---------- Task data

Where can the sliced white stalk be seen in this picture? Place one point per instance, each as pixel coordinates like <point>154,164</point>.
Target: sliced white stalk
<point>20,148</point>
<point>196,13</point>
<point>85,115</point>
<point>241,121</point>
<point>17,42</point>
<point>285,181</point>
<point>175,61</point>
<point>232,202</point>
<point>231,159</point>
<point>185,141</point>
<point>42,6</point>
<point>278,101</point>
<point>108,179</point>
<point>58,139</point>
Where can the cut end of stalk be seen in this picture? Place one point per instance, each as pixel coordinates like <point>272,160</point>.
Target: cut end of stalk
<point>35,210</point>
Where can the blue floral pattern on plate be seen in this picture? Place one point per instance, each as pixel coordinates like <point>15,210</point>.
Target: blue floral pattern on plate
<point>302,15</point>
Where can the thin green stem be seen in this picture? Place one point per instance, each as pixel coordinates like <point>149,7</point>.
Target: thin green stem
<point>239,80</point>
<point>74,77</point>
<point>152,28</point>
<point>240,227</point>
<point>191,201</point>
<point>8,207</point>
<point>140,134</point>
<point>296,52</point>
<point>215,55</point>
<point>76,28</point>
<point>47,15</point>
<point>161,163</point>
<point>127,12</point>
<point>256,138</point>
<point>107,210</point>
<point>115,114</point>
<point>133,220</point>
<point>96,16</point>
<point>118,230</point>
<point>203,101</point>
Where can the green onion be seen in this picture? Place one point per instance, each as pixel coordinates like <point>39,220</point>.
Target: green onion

--------------------

:: The request ::
Convert all the items above into a Markdown table with two columns, Row and Item line. Number the rows in order and put each line in its own row, leaving out blank lines.

:: Complete answer ::
| Row | Item line |
|---|---|
| 1 | Where can the sliced white stalk be seen in this picture? Place one point per instance, each as pixel coordinates like <point>154,164</point>. |
| 2 | Target: sliced white stalk |
| 3 | <point>20,148</point> |
| 4 | <point>196,13</point> |
| 5 | <point>85,115</point> |
| 6 | <point>241,121</point> |
| 7 | <point>17,42</point> |
| 8 | <point>285,181</point> |
| 9 | <point>175,61</point> |
| 10 | <point>232,202</point> |
| 11 | <point>231,159</point> |
| 12 | <point>185,141</point> |
| 13 | <point>42,6</point> |
| 14 | <point>278,101</point> |
| 15 | <point>108,179</point> |
| 16 | <point>58,139</point> |
| 17 | Where can the cut end of stalk be seen in this picture? Place one point per instance, each as pixel coordinates like <point>272,160</point>. |
| 18 | Target: cut end of stalk |
| 19 | <point>35,210</point> |
| 20 | Where can the blue floral pattern on plate be seen in this picture? Place one point per instance, each as pixel coordinates like <point>15,210</point>. |
| 21 | Target: blue floral pattern on plate |
| 22 | <point>302,15</point> |
| 23 | Where can the thin green stem be seen in this picture? Place one point per instance, each as pixel coordinates like <point>149,7</point>. |
| 24 | Target: thin green stem |
| 25 | <point>239,80</point> |
| 26 | <point>74,77</point> |
| 27 | <point>152,28</point> |
| 28 | <point>240,227</point> |
| 29 | <point>191,201</point> |
| 30 | <point>8,207</point> |
| 31 | <point>140,134</point> |
| 32 | <point>296,52</point> |
| 33 | <point>215,55</point> |
| 34 | <point>76,28</point> |
| 35 | <point>47,15</point> |
| 36 | <point>161,163</point> |
| 37 | <point>127,12</point> |
| 38 | <point>256,138</point> |
| 39 | <point>107,210</point> |
| 40 | <point>115,114</point> |
| 41 | <point>133,220</point> |
| 42 | <point>96,16</point> |
| 43 | <point>118,230</point> |
| 44 | <point>203,101</point> |
| 45 | Where can the green onion be seen in this picture? Place one point per instance, each as pixel coordinates like <point>39,220</point>. |
| 46 | Target: green onion |